==== Records for the task ====

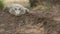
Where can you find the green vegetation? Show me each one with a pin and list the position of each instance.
(1, 4)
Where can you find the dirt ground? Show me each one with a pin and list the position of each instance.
(35, 22)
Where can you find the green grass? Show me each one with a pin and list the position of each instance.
(1, 4)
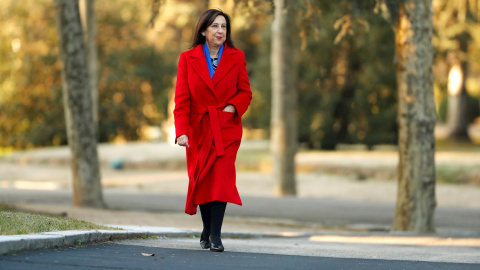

====

* _Written instruction_
Rewrite all the rows above, putting "location" wherever "position" appears and keeping everything else the same. Leave the pictures out.

* _Solution_
Where can you find the green vegetation? Show me each one with a pin and list the location of each instance.
(1, 4)
Where can you find the dirt ground? Show me each one with a pin and list the location of each instance.
(35, 22)
Where can you find the green grass? Show me each one with a pin and list the location of each instance.
(1, 4)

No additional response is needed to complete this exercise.